Goal of the exercise
Rewrite the records below, replacing "largest disc" with "biggest circle" throughout and leaving everything else as it is. Omit the pictures from your answer.

Location identification entries:
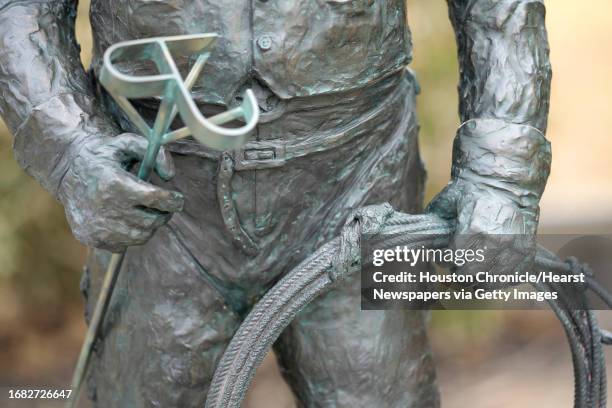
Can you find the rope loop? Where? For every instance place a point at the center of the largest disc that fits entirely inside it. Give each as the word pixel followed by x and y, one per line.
pixel 368 220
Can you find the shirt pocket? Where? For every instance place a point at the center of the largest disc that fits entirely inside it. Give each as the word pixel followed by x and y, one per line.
pixel 350 7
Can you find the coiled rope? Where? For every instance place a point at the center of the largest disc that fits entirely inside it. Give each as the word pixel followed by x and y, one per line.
pixel 340 257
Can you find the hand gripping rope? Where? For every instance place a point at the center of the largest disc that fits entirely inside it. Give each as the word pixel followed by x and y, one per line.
pixel 331 263
pixel 175 96
pixel 341 257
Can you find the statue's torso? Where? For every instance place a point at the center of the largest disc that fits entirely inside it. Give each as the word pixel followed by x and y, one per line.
pixel 294 47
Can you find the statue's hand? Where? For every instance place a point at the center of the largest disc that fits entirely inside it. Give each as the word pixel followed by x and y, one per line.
pixel 487 219
pixel 106 205
pixel 498 176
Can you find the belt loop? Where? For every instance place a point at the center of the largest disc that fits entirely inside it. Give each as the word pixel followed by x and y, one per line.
pixel 241 239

Task answer
Can you find the rope loop? Where? For every instance place a point at the center of the biggest circle that fits entirely inside it. Give each as the word pixel followed by x and y, one per line.
pixel 368 220
Can you find the shirt pocket? Where? For every instance place a point at the center of the biggest circle that fits entirely inside it. Give each as the word pixel followed by x and y, one per line.
pixel 350 7
Can you find the coiled rope? Where? For every instance place a point at the center of the biggest circle that fits entirely inside it. Give each as the word pixel followed by x and y, one per line.
pixel 340 257
Can you find the hand gripping rope? Where? For every instance place a point at the center of the biggest circle that fits entirely inside it. Give each as the word pixel followed by x and y, one per line.
pixel 331 263
pixel 175 96
pixel 341 257
Can you find the statue's torso? Where? For every instance place a point at the center of the biggest circle that fits entirely inside it. Give each as the word pixel followed by x and y, one per line.
pixel 294 47
Can you find the statue's hand? Where? For every instance place a point at the center of the biggest circle that fits entirely inside it. Give each as the word pixel followed by x and y, one per line.
pixel 487 219
pixel 106 205
pixel 498 176
Can you find the belt loop? Where? For every instance place a point at the center of the biggest circle that fits entirely inside it. Give each as the word pixel followed by x and y, one per line.
pixel 241 239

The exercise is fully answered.